• **Brief**: Your answer should consist of the lines below that hold the word "farm".

• **Records provided**:
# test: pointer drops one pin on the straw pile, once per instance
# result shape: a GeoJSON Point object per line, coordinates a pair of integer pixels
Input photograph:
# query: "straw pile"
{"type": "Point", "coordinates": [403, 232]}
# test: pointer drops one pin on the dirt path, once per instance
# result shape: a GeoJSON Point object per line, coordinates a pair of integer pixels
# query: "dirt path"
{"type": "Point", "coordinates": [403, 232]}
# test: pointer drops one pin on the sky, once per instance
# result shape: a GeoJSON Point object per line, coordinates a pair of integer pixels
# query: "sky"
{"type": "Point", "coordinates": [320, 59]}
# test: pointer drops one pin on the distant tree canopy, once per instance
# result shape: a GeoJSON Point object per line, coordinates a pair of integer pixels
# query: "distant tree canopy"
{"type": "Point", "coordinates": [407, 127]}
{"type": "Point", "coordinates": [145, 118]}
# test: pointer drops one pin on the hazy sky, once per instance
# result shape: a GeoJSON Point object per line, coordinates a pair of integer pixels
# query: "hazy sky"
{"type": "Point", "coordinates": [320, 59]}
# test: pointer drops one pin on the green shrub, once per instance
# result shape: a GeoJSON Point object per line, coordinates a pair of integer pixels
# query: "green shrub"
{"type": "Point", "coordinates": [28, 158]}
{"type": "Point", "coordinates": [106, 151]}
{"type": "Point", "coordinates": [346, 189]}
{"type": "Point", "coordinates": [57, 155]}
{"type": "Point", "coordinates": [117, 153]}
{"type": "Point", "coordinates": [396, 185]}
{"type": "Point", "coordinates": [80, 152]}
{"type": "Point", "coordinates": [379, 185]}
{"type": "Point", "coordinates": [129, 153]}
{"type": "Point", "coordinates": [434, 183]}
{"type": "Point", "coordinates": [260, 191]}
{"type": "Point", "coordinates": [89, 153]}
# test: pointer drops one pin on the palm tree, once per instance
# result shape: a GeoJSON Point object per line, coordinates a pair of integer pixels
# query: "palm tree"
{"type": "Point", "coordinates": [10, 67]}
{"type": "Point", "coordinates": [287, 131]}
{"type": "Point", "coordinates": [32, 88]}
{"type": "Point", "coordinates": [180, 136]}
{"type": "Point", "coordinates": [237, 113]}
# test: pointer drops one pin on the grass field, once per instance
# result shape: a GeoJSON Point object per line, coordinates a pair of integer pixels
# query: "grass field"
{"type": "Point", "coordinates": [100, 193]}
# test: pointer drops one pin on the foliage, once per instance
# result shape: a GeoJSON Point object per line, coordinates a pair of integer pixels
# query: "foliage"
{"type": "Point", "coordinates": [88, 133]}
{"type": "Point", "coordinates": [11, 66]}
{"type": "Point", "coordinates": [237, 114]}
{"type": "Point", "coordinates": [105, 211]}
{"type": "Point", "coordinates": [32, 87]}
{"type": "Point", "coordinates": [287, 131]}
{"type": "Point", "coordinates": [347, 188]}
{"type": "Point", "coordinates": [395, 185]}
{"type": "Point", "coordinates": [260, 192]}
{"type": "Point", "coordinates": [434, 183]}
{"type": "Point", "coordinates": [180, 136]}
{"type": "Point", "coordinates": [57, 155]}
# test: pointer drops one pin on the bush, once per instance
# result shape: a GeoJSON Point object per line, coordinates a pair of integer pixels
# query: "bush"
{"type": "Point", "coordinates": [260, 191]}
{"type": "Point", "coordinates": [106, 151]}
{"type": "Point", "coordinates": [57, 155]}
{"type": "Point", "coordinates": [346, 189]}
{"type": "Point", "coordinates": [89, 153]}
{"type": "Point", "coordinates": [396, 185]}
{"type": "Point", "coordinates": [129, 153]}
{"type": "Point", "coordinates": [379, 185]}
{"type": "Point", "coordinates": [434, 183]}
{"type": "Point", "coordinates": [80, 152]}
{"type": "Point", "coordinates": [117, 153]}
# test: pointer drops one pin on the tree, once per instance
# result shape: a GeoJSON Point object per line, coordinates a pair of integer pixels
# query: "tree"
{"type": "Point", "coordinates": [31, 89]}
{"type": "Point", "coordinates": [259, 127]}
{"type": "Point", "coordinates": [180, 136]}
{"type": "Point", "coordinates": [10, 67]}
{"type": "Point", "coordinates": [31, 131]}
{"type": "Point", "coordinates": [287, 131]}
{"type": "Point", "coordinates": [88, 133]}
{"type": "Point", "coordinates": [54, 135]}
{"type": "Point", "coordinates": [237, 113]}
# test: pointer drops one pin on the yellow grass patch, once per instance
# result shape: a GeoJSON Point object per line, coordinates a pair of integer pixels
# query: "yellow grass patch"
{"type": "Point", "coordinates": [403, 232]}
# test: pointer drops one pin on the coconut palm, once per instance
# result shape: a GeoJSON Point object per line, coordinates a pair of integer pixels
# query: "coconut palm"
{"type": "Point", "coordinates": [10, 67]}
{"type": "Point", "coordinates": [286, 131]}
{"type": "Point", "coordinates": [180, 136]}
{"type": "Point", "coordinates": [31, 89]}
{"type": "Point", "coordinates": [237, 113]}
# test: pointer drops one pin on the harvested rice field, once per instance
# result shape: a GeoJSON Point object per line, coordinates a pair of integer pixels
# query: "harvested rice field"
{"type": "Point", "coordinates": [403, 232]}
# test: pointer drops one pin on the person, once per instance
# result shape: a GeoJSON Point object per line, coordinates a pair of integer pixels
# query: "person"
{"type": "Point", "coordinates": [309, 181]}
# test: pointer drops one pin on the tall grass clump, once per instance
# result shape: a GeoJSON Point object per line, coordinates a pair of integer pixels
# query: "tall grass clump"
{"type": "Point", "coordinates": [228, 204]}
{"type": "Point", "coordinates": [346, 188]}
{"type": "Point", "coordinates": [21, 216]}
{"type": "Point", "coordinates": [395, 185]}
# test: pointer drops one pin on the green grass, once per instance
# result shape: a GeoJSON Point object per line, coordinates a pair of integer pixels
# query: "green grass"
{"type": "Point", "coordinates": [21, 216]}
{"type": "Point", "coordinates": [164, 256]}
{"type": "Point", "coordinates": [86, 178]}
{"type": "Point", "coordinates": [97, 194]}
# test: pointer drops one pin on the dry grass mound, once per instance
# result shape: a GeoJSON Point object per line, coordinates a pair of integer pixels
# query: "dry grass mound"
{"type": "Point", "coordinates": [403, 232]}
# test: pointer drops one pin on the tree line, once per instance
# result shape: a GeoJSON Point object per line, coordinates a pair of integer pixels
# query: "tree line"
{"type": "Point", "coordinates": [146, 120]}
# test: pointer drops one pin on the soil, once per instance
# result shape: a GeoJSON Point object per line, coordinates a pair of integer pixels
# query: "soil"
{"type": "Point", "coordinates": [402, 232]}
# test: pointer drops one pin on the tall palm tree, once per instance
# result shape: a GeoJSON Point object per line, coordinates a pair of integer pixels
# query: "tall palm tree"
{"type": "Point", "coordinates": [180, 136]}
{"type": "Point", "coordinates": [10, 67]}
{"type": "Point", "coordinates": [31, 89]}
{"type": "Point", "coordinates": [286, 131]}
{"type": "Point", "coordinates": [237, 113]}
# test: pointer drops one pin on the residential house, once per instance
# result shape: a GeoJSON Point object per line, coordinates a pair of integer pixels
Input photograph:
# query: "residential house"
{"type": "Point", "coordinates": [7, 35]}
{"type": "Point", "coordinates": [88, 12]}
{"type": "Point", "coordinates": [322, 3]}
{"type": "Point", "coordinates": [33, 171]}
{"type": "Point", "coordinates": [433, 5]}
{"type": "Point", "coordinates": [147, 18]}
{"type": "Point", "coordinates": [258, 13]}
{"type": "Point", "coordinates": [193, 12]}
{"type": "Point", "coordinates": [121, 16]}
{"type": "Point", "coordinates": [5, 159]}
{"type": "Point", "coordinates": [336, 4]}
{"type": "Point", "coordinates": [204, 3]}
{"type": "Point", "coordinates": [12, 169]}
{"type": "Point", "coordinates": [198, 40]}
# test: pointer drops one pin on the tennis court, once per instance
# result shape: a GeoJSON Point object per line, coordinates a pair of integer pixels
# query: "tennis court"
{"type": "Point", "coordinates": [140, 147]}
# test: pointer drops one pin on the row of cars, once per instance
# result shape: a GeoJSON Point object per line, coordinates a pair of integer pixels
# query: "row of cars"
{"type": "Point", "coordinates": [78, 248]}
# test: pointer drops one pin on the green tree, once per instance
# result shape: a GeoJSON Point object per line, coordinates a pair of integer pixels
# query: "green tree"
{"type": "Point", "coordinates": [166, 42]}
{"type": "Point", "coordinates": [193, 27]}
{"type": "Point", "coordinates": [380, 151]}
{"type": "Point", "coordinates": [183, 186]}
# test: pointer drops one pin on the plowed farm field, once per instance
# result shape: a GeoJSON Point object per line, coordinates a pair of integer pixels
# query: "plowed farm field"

• **Answer for the task**:
# test: pointer drops one pin on the plowed farm field, once per instance
# query: "plowed farm field"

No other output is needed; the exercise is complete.